═══ Record excerpts
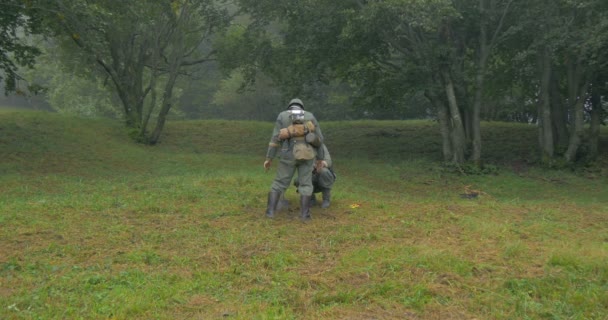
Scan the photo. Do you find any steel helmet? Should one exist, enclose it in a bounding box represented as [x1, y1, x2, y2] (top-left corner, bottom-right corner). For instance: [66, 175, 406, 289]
[287, 98, 304, 110]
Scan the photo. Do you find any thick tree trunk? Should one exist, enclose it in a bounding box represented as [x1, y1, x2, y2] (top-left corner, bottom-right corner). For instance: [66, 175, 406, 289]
[589, 93, 602, 160]
[424, 90, 453, 162]
[550, 77, 570, 153]
[538, 48, 554, 164]
[441, 70, 466, 163]
[564, 83, 588, 163]
[564, 57, 589, 163]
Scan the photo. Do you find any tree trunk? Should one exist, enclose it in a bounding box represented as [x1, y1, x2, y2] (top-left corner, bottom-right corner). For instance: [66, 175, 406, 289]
[589, 93, 602, 160]
[424, 90, 453, 162]
[564, 82, 589, 163]
[441, 70, 466, 164]
[564, 57, 589, 163]
[550, 76, 569, 153]
[538, 48, 554, 164]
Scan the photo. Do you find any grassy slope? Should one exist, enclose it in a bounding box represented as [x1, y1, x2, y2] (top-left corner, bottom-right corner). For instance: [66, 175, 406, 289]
[0, 112, 608, 319]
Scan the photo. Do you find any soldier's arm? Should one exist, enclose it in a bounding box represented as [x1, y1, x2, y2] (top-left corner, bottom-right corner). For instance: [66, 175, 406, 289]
[311, 115, 325, 160]
[266, 115, 281, 160]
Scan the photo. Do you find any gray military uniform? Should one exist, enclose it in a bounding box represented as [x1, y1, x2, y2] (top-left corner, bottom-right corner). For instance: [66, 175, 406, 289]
[266, 111, 324, 196]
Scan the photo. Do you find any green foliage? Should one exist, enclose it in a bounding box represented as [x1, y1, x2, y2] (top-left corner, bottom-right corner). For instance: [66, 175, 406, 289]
[0, 111, 608, 319]
[0, 0, 41, 94]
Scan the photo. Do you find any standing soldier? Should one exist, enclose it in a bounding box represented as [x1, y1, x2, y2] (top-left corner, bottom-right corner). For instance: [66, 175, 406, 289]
[311, 144, 336, 208]
[264, 99, 324, 221]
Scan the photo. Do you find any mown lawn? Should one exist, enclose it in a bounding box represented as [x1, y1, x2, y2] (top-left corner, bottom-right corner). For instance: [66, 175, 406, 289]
[0, 112, 608, 319]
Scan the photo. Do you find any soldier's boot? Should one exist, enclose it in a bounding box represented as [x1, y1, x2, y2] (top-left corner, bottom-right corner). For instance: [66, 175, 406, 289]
[321, 189, 331, 209]
[274, 192, 289, 212]
[300, 195, 312, 222]
[266, 191, 281, 219]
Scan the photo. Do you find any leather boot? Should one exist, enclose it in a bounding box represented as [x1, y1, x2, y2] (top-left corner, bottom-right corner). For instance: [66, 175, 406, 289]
[266, 191, 281, 219]
[300, 195, 312, 221]
[321, 189, 331, 209]
[310, 193, 317, 207]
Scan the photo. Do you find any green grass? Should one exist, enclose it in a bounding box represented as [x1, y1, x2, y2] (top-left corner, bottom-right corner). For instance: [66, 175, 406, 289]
[0, 111, 608, 319]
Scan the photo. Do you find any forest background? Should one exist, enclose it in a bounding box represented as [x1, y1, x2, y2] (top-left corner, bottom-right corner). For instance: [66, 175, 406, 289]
[0, 0, 608, 166]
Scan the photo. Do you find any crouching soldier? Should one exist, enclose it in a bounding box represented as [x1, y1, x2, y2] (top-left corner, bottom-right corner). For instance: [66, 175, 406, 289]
[296, 144, 336, 208]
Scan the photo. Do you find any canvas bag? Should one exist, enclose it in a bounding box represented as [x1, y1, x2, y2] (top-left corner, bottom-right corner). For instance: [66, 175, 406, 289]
[293, 140, 316, 160]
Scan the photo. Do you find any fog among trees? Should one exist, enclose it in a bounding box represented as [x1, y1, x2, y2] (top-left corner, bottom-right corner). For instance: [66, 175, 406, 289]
[0, 0, 608, 165]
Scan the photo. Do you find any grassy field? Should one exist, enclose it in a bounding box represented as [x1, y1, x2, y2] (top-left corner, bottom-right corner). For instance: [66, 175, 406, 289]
[0, 111, 608, 320]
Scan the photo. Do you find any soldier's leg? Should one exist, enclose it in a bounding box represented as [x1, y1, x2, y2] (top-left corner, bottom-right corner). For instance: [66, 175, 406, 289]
[266, 159, 295, 218]
[297, 160, 314, 221]
[270, 159, 296, 193]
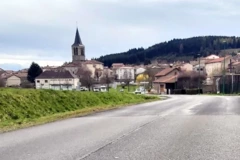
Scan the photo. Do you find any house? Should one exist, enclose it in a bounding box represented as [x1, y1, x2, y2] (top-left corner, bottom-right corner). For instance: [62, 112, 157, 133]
[205, 56, 231, 77]
[232, 62, 240, 74]
[204, 54, 220, 60]
[41, 65, 59, 72]
[5, 75, 21, 87]
[116, 66, 135, 82]
[35, 69, 79, 90]
[3, 72, 27, 87]
[112, 63, 124, 70]
[135, 66, 146, 75]
[180, 63, 193, 71]
[83, 60, 104, 77]
[205, 56, 231, 85]
[153, 68, 179, 94]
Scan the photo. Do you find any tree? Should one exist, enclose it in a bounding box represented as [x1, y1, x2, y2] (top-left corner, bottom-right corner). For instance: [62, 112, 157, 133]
[100, 71, 114, 91]
[27, 62, 42, 83]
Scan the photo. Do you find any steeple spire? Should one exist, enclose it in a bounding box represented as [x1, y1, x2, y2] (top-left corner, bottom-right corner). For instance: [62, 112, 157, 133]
[73, 28, 83, 46]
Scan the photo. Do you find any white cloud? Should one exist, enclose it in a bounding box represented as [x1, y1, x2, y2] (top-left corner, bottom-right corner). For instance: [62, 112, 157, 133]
[0, 0, 240, 70]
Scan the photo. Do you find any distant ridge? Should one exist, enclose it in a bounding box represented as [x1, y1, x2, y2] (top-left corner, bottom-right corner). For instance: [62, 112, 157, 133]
[96, 36, 240, 66]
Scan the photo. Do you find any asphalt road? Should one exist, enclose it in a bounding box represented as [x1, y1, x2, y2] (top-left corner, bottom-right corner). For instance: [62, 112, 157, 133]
[0, 96, 240, 160]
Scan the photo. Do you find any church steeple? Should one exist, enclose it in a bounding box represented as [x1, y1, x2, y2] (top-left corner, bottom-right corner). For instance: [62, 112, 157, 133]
[73, 28, 83, 46]
[72, 28, 85, 62]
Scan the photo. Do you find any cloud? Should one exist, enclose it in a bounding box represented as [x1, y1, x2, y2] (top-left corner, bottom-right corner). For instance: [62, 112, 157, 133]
[0, 0, 240, 70]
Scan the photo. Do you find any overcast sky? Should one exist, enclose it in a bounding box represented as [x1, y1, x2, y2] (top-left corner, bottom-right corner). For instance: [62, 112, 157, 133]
[0, 0, 240, 70]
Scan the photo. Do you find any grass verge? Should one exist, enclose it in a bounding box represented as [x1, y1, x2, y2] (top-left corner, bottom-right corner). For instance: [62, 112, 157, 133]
[0, 89, 159, 132]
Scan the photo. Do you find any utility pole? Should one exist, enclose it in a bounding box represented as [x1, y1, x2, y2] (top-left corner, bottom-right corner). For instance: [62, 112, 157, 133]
[223, 41, 226, 94]
[198, 54, 200, 94]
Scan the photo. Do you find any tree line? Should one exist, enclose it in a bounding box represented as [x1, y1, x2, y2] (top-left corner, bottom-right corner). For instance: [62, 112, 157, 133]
[96, 36, 240, 67]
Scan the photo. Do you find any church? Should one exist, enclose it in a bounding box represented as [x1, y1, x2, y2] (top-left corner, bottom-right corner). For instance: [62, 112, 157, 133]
[62, 28, 104, 77]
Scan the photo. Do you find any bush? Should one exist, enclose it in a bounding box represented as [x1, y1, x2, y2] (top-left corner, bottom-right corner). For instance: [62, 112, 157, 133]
[173, 89, 203, 95]
[0, 88, 156, 126]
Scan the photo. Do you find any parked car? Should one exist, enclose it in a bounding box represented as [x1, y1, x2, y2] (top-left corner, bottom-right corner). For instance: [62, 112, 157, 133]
[79, 87, 88, 91]
[134, 88, 145, 94]
[134, 88, 142, 94]
[93, 87, 100, 92]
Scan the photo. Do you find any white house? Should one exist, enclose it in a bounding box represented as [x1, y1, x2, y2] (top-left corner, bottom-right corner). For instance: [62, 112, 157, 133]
[205, 56, 230, 77]
[135, 67, 146, 75]
[116, 66, 135, 81]
[6, 75, 21, 87]
[3, 73, 27, 87]
[205, 56, 231, 85]
[35, 70, 79, 90]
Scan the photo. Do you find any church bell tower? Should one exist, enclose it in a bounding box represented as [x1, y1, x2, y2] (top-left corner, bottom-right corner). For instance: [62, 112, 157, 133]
[72, 28, 85, 62]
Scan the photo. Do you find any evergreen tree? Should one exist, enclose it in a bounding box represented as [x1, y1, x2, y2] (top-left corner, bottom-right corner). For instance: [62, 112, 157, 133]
[27, 62, 42, 83]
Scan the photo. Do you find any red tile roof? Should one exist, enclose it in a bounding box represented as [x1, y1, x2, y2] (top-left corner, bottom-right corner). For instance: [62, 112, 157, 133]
[154, 76, 177, 83]
[84, 60, 103, 64]
[155, 68, 177, 77]
[206, 57, 224, 64]
[36, 70, 74, 79]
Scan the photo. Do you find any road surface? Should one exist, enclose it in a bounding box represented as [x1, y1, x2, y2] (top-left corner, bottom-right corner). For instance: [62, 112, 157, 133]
[0, 96, 240, 160]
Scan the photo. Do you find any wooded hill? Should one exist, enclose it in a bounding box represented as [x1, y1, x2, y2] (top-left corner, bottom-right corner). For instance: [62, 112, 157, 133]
[96, 36, 240, 66]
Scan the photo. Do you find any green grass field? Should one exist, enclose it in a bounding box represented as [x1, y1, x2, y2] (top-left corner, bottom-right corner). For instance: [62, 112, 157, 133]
[0, 88, 158, 131]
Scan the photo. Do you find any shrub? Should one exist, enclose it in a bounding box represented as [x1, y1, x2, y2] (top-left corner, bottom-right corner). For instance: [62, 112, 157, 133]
[0, 88, 156, 125]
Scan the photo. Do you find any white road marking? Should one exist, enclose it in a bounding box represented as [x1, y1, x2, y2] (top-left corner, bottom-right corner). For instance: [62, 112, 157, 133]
[183, 103, 203, 115]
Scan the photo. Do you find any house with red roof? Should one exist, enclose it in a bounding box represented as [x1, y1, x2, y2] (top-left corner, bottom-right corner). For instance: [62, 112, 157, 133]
[153, 68, 179, 94]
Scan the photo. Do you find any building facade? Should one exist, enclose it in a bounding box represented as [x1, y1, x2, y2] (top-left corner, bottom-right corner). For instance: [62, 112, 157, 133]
[35, 70, 79, 90]
[116, 66, 135, 81]
[72, 28, 85, 62]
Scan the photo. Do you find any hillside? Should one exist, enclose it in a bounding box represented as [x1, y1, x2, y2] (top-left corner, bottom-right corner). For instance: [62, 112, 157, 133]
[97, 36, 240, 66]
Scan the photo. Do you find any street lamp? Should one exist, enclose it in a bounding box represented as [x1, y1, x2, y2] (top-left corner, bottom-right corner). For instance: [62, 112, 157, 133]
[198, 54, 200, 94]
[223, 41, 226, 94]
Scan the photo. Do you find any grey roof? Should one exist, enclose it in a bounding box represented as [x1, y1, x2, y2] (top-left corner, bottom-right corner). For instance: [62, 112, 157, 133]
[36, 70, 74, 79]
[72, 28, 83, 46]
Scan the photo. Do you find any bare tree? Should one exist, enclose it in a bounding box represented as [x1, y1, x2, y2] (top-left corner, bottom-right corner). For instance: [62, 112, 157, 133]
[94, 68, 102, 82]
[0, 78, 6, 87]
[100, 71, 114, 91]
══════
#### [Stated exercise]
Set out the stretch of lines from the one containing "Scan the photo. Do you find any white cloud?" through the one containing "[0, 89, 159, 132]" as a numbered list, leaving out any blank lines.

#### [The response]
1. Scan the photo. Do you find any white cloud? Should one exist, enclose it in a bounding box represented as [x1, y1, x2, y2] (top-left corner, bottom-right corner). For instance: [62, 112, 157, 133]
2. [0, 0, 240, 70]
3. Scan the photo. Do you find any distant ridge? Should one exist, enclose it in a bounding box represented as [x1, y1, x2, y2] (top-left corner, bottom-right corner). For instance: [62, 112, 157, 133]
4. [96, 36, 240, 66]
5. Scan the photo. Do you find any asphalt road? Should one exist, enclose it in a bounding box represented as [x1, y1, x2, y2] (top-left corner, bottom-right corner). For instance: [62, 112, 157, 133]
6. [0, 96, 240, 160]
7. Scan the photo. Do you find any church steeple? Should one exist, enclose it in a bounding box represented as [x1, y1, x2, y2] (top-left corner, bottom-right corner). For instance: [62, 112, 157, 133]
8. [73, 28, 83, 46]
9. [72, 28, 85, 62]
10. Scan the photo. Do you find any cloud? Should one exist, enclose it in a bounding box represented as [x1, y1, x2, y2] (top-left corner, bottom-right corner). For instance: [62, 112, 157, 133]
11. [0, 0, 240, 70]
12. Scan the photo. Do you find any overcast sky? Should one exist, enclose it in a bounding box represented as [x1, y1, x2, y2] (top-left corner, bottom-right corner). For instance: [62, 112, 157, 133]
13. [0, 0, 240, 70]
14. Scan the photo. Do you find any grass verge? Should one exist, enclose it in a bounding box represented as [x1, y1, x2, y2] (top-left corner, bottom-right corner). For instance: [62, 112, 157, 133]
15. [0, 89, 159, 132]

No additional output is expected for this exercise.